Copy the lines of the material below without any change, beginning at the line that has "out the checkered" and stopping after the line that has "x=238, y=230".

┌─ Listed records

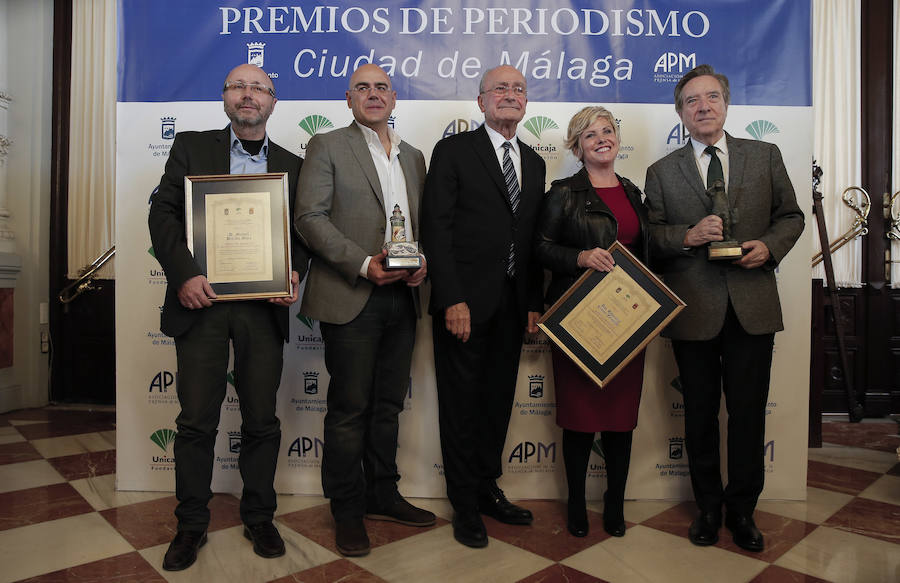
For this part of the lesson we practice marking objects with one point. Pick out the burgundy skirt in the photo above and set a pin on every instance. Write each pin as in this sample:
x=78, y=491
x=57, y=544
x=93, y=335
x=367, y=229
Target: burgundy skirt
x=581, y=405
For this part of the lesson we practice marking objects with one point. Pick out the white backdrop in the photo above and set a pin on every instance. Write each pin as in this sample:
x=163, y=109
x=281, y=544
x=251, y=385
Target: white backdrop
x=146, y=399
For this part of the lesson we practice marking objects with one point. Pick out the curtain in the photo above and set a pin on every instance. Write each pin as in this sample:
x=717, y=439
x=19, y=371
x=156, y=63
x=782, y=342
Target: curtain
x=837, y=126
x=92, y=140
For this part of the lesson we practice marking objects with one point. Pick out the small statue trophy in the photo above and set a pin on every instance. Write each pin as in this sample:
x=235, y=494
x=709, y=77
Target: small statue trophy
x=728, y=248
x=400, y=253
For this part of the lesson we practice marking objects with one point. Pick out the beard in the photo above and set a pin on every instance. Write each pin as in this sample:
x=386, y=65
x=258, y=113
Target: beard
x=246, y=119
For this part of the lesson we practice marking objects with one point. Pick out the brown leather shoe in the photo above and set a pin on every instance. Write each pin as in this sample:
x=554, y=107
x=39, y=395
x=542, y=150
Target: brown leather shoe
x=351, y=538
x=267, y=543
x=402, y=512
x=182, y=551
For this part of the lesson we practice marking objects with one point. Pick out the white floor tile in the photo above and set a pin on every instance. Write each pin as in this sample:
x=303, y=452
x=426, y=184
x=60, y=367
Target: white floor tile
x=57, y=544
x=843, y=557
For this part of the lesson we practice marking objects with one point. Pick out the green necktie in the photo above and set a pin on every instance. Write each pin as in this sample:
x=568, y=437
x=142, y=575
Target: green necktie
x=715, y=168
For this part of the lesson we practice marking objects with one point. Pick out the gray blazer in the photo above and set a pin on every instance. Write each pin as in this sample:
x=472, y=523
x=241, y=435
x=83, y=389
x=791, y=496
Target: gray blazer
x=339, y=215
x=765, y=208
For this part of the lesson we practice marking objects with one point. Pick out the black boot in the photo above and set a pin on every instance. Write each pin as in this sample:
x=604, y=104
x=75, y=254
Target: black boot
x=617, y=449
x=576, y=453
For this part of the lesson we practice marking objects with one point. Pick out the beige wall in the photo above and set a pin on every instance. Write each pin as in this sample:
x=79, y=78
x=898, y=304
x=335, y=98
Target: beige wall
x=26, y=38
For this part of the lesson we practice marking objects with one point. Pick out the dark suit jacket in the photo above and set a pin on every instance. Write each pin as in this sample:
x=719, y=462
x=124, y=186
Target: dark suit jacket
x=199, y=153
x=340, y=216
x=762, y=197
x=467, y=225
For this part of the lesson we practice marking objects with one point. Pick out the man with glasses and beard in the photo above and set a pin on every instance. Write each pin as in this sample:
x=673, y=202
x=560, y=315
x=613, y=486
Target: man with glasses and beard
x=202, y=329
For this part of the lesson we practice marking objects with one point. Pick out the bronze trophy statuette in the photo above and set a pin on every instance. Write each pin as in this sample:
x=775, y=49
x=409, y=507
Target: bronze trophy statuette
x=728, y=248
x=400, y=253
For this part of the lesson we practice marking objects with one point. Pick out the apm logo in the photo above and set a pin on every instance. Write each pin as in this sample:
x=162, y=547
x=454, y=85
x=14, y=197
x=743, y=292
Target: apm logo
x=311, y=382
x=530, y=452
x=311, y=124
x=167, y=128
x=678, y=136
x=163, y=437
x=676, y=448
x=162, y=381
x=256, y=54
x=675, y=63
x=536, y=386
x=459, y=126
x=537, y=124
x=305, y=446
x=761, y=128
x=234, y=441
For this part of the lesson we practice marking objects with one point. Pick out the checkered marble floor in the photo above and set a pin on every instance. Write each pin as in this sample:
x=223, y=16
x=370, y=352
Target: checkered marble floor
x=61, y=519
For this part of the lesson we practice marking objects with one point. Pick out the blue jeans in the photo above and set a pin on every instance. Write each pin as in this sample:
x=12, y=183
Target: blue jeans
x=368, y=359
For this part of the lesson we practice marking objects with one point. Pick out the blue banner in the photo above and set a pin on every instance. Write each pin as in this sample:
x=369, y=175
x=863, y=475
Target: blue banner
x=607, y=51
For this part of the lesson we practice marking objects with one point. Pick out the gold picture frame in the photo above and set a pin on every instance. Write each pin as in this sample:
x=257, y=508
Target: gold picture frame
x=606, y=318
x=238, y=230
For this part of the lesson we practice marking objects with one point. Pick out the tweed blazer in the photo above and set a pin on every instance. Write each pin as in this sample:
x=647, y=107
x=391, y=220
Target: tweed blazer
x=763, y=202
x=339, y=215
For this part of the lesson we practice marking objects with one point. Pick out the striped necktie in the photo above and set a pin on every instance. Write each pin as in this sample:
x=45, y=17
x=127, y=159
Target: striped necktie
x=512, y=188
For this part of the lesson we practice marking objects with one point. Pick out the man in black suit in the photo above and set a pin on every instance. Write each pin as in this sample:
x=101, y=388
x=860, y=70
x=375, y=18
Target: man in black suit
x=202, y=329
x=482, y=195
x=723, y=340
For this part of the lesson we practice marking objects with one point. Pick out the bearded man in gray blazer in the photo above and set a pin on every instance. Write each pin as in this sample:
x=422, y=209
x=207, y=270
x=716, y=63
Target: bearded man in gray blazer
x=723, y=340
x=351, y=180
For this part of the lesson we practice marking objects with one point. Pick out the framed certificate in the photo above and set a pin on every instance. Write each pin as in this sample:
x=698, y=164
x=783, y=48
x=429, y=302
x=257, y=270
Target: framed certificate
x=606, y=318
x=238, y=229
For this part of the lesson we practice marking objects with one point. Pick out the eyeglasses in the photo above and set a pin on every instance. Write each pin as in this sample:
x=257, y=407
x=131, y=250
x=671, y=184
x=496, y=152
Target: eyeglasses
x=380, y=89
x=503, y=90
x=255, y=88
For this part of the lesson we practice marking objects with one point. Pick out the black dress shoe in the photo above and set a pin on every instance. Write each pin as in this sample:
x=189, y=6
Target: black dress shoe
x=401, y=511
x=577, y=521
x=744, y=532
x=493, y=503
x=351, y=538
x=182, y=551
x=704, y=530
x=469, y=530
x=613, y=516
x=267, y=543
x=614, y=526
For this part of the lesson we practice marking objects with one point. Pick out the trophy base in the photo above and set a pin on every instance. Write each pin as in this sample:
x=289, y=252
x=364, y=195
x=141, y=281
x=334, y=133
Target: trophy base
x=725, y=250
x=402, y=255
x=402, y=262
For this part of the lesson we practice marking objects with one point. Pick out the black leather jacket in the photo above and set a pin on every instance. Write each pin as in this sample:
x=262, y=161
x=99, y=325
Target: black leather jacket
x=572, y=219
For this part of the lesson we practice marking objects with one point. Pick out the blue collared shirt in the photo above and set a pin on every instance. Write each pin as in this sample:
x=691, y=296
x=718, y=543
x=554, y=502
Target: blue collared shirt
x=242, y=162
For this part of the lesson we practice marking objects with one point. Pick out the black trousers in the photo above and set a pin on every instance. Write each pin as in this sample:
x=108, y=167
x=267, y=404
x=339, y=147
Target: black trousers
x=738, y=364
x=202, y=354
x=368, y=359
x=476, y=383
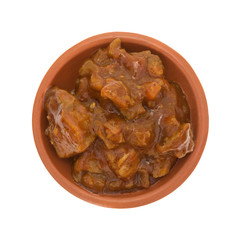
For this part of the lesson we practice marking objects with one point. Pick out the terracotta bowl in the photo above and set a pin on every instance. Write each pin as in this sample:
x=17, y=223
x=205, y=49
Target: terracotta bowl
x=64, y=72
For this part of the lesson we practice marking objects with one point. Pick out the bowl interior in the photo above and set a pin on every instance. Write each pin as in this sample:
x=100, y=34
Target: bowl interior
x=66, y=76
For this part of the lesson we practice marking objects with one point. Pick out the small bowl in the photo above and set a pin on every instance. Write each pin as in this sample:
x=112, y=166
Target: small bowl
x=64, y=72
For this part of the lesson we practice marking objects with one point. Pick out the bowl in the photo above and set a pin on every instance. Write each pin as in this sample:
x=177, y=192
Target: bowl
x=64, y=72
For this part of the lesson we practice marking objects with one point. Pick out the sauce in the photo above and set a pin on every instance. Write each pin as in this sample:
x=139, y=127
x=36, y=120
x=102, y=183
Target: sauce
x=124, y=125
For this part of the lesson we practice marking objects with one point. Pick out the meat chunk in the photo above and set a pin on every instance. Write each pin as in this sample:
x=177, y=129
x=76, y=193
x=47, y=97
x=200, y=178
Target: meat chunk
x=111, y=132
x=124, y=162
x=69, y=123
x=133, y=112
x=96, y=81
x=81, y=91
x=117, y=92
x=151, y=90
x=180, y=143
x=143, y=178
x=85, y=163
x=139, y=135
x=162, y=166
x=94, y=181
x=169, y=126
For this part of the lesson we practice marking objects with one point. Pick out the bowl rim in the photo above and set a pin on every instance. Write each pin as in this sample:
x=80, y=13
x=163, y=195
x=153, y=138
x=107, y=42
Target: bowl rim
x=135, y=199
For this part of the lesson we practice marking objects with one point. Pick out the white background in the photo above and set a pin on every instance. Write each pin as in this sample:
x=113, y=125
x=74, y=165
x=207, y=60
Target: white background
x=34, y=34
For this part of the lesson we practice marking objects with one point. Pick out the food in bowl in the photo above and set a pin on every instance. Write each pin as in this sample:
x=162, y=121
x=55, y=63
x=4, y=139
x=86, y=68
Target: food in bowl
x=124, y=125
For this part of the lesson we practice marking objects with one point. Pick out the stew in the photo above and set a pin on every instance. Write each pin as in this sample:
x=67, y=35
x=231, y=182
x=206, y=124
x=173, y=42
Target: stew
x=124, y=125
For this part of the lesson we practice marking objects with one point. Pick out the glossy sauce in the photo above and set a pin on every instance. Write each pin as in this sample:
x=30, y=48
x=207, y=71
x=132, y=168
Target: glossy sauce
x=124, y=124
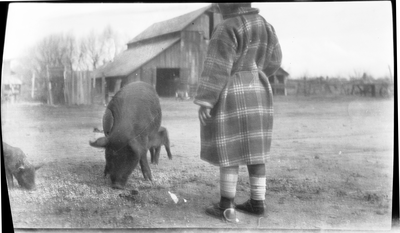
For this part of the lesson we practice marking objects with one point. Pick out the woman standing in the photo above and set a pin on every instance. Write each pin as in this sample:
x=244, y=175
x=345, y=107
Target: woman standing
x=235, y=100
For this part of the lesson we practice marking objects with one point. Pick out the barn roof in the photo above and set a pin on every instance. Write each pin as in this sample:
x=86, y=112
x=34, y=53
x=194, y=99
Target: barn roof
x=131, y=59
x=168, y=26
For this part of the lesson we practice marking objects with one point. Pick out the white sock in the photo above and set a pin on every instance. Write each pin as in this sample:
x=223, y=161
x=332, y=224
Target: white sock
x=258, y=188
x=228, y=181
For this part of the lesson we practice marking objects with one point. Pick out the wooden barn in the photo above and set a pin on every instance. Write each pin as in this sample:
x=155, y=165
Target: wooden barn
x=168, y=55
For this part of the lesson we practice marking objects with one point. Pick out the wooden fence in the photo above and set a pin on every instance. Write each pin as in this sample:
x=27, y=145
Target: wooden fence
x=374, y=88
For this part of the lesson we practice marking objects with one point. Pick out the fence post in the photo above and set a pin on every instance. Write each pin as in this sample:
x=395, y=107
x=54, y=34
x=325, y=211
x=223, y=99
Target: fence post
x=33, y=85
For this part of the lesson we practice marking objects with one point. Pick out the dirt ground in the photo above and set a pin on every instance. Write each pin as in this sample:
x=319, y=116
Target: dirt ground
x=331, y=168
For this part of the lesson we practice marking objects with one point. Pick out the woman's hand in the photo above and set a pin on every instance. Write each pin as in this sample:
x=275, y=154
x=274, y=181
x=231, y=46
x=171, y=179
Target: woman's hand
x=204, y=114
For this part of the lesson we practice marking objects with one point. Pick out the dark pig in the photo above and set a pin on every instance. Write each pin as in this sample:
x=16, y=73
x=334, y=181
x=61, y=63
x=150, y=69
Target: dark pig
x=159, y=139
x=17, y=165
x=131, y=117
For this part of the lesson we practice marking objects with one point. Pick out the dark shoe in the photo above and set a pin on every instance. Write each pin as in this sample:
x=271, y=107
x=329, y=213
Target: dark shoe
x=252, y=207
x=227, y=214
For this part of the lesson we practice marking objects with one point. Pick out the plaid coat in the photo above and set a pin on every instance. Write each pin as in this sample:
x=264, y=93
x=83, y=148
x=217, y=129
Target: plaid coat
x=238, y=93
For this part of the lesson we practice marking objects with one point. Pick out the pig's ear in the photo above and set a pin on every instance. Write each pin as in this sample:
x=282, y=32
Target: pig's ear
x=101, y=142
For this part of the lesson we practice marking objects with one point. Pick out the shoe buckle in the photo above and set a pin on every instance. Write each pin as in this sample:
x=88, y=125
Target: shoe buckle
x=230, y=215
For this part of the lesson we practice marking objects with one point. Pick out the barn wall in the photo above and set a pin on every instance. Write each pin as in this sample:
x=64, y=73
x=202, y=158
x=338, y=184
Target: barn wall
x=170, y=58
x=201, y=24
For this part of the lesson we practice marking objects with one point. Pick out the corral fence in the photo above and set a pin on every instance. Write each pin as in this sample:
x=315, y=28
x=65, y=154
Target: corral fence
x=334, y=86
x=66, y=86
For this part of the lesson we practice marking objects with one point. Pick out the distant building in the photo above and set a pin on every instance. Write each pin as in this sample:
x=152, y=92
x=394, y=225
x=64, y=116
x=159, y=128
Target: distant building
x=278, y=82
x=168, y=55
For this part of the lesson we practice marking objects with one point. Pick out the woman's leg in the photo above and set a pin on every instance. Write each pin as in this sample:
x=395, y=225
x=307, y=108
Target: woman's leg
x=257, y=181
x=228, y=181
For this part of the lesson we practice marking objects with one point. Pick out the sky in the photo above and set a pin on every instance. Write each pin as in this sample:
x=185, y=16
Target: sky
x=336, y=39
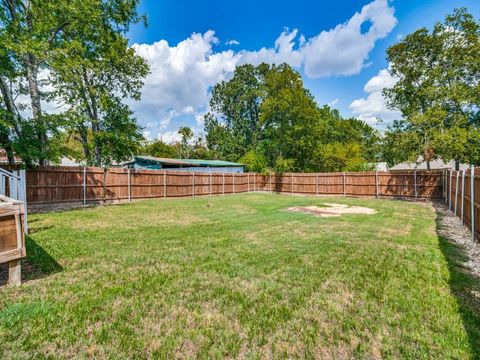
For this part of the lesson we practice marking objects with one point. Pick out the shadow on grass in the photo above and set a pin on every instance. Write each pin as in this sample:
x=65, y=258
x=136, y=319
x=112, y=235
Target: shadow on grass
x=38, y=263
x=464, y=285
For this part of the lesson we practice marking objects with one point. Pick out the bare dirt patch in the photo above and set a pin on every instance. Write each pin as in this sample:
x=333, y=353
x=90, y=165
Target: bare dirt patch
x=333, y=210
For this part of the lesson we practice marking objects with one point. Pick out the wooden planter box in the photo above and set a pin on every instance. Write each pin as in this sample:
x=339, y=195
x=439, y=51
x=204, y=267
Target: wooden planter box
x=12, y=237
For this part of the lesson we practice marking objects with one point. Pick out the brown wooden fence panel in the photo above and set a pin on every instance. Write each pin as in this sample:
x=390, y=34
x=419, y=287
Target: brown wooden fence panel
x=458, y=197
x=51, y=185
x=146, y=184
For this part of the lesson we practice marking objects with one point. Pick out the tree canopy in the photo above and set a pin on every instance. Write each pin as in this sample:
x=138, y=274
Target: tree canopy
x=266, y=118
x=72, y=53
x=437, y=92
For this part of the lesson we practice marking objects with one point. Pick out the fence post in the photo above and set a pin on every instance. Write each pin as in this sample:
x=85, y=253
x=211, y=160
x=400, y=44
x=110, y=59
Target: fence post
x=129, y=186
x=472, y=198
x=164, y=184
x=193, y=183
x=23, y=179
x=291, y=183
x=210, y=184
x=84, y=185
x=104, y=185
x=463, y=195
x=450, y=192
x=2, y=185
x=13, y=195
x=456, y=191
x=415, y=182
x=445, y=185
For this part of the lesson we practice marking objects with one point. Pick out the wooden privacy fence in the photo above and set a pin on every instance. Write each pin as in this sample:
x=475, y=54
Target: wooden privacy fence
x=58, y=185
x=462, y=194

└─

Exercise solution =>
For this part of the lesson we practice marking objects with one point. Pick out the checkered marble floor in the photo above and set a pin on every instance. Write each pin as in this sample:
x=223, y=16
x=370, y=352
Target: checkered marble floor
x=61, y=519
For this part of the lesson we practice marking objects with one point. Pick out the blue jeans in the photo above and set a pin on every instance. Write each pin as in this sample:
x=12, y=183
Target: blue jeans
x=368, y=359
For this part of the lesson we practice marking objects with one point. Pick out the blue banner in the photo above and set a pin on every instance. Write each pin as in this sample:
x=369, y=175
x=863, y=475
Target: blue banner
x=607, y=51
For this part of the lesson we practice marking objects with one point. Pick out the gold picture frame in the photo above and set a pin on every instance. Write each pin as in this sample:
x=257, y=508
Target: gold picture frame
x=606, y=318
x=238, y=230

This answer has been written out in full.